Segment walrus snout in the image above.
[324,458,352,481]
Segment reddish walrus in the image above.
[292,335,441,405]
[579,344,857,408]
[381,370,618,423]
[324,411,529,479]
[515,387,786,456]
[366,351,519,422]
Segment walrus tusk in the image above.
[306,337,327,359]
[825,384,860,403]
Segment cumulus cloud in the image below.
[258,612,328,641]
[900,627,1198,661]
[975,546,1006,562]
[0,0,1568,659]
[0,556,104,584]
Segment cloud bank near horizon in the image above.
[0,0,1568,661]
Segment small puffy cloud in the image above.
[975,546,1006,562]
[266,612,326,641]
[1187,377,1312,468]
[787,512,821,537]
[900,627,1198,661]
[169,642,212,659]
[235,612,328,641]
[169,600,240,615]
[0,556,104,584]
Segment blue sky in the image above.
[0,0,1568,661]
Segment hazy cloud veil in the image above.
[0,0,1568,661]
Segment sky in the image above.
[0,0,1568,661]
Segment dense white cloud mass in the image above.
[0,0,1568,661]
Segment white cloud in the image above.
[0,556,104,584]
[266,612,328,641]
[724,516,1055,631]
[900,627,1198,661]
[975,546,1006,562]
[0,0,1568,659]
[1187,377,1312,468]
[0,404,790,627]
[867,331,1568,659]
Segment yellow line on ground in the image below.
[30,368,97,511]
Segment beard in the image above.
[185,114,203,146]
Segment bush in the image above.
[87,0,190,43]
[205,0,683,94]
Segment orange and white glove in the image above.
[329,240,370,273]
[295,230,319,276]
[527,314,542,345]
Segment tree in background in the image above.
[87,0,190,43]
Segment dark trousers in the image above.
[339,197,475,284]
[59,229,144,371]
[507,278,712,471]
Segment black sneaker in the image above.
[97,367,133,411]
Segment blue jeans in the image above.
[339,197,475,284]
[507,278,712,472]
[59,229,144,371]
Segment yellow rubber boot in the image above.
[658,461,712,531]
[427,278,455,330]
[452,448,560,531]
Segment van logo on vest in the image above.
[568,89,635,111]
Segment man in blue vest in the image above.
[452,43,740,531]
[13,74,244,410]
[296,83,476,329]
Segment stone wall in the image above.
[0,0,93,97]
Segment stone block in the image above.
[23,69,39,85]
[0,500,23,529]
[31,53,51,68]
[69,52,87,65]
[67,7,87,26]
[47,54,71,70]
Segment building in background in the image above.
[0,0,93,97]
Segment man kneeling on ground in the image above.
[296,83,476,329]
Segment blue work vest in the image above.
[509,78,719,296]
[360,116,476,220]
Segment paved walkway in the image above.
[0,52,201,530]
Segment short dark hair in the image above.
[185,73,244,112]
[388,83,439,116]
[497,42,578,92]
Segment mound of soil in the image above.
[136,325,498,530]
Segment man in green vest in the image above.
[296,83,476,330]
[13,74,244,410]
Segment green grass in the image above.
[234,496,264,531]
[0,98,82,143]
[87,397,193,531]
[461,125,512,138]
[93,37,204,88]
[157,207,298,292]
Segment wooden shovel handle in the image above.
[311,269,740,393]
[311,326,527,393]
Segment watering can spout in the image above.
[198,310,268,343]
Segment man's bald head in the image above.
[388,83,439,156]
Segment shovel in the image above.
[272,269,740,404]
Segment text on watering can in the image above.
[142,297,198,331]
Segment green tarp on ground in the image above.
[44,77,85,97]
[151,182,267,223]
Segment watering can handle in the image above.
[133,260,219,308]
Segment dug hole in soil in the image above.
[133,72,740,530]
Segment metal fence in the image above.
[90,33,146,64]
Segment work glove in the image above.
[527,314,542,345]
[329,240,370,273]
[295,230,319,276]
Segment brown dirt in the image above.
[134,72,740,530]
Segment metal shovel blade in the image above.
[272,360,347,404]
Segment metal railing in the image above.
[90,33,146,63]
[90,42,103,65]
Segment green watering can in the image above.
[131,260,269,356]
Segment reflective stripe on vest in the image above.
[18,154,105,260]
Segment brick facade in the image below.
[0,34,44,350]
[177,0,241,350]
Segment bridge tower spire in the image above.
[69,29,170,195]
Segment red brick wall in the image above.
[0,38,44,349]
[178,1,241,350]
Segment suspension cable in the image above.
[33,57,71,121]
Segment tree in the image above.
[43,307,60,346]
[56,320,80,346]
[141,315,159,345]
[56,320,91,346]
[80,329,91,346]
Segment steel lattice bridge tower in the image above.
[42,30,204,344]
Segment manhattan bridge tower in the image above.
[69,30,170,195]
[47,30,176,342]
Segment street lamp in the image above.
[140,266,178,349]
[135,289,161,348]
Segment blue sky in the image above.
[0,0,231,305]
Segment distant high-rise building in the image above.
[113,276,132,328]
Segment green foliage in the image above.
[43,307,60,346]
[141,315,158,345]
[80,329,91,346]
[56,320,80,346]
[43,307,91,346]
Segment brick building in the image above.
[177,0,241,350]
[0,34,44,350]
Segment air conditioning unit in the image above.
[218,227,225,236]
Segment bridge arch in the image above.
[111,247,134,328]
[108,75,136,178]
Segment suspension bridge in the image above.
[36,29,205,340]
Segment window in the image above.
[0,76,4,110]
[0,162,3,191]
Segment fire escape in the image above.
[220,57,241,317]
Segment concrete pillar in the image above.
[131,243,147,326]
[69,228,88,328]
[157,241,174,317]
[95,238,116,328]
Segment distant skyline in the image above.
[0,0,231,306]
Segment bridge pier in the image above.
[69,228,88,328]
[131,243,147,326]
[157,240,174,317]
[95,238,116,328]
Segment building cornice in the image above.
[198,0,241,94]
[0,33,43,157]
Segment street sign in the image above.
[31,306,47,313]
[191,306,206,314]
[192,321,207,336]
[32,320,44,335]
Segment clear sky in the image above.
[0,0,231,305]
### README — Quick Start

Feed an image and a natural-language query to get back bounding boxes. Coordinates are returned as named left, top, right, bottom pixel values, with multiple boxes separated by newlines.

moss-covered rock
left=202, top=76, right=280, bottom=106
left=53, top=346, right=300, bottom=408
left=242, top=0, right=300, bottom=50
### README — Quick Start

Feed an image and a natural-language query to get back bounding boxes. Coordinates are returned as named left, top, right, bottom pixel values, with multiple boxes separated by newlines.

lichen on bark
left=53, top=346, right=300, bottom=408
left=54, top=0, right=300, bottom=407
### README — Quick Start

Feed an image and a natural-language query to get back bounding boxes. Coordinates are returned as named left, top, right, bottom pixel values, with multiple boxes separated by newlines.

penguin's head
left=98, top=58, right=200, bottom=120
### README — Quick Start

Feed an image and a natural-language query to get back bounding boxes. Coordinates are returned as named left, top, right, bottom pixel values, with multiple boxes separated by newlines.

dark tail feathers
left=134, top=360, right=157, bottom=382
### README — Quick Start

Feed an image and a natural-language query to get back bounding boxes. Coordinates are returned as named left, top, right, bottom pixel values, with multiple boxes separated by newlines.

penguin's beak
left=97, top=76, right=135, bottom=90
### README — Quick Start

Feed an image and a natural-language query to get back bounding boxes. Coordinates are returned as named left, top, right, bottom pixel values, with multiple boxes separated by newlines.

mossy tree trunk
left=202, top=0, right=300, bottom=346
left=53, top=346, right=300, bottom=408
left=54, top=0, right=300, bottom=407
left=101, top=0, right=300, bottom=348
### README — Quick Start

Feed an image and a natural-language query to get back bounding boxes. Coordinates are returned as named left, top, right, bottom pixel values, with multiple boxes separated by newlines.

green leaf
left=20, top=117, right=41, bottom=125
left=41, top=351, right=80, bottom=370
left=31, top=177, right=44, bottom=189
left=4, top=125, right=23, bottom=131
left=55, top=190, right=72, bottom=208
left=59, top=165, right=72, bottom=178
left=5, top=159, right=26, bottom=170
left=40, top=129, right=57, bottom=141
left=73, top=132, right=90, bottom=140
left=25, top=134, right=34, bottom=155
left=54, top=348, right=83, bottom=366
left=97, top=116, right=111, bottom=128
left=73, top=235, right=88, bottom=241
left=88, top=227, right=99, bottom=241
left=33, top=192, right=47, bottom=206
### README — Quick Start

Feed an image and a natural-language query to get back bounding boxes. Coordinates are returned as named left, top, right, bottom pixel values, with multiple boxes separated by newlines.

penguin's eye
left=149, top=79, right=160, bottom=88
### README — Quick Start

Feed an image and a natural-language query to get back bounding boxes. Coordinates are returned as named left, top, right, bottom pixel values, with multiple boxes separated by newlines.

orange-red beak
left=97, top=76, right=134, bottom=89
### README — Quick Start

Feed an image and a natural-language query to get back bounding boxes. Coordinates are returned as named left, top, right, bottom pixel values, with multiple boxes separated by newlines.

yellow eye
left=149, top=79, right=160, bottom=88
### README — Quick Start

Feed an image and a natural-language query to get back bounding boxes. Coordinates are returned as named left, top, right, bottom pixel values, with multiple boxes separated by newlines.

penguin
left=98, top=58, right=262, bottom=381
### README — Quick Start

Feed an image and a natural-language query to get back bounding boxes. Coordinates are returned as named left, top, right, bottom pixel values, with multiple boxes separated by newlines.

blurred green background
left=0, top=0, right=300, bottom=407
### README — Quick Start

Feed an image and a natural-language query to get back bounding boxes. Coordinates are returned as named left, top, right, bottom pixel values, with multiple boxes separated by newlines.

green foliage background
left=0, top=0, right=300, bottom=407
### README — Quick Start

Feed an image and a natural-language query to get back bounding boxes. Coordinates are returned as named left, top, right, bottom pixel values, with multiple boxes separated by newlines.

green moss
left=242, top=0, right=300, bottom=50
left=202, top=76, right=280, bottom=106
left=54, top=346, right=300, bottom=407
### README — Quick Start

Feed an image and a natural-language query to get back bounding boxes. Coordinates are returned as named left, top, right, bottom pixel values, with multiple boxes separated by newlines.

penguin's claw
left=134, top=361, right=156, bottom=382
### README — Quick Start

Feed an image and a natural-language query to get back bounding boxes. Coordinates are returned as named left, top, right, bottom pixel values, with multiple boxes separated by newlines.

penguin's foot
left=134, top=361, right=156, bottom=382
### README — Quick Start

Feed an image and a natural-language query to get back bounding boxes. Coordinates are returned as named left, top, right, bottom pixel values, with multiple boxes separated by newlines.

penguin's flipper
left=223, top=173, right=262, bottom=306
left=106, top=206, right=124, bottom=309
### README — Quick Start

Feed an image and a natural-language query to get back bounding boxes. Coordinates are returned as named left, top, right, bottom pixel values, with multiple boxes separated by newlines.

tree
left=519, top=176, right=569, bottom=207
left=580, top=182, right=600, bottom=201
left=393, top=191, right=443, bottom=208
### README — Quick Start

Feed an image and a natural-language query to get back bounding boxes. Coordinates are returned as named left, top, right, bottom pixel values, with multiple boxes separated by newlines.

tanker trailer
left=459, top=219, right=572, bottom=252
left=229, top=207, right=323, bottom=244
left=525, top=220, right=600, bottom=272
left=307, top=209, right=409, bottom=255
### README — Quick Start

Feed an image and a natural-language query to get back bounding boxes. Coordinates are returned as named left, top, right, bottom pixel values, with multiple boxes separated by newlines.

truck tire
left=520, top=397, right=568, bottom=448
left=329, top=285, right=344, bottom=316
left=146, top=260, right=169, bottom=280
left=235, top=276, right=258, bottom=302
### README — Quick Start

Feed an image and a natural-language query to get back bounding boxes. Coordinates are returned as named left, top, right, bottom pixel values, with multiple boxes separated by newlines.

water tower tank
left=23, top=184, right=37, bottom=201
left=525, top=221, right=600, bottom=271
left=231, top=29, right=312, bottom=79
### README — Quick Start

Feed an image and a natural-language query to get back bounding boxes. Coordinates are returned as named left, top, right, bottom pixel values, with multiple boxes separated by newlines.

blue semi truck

TASK OBJECTIVE: List each line of the entries above that contains the word "bridge", copying the lines in full.

SOLUTION:
Segment bridge tower spire in the image above.
Segment steel lattice bridge tower in the image above.
Segment manhattan bridge tower in the image above.
Segment bridge arch in the image above.
Segment suspension bridge in the image above.
Segment bridge pier in the image above.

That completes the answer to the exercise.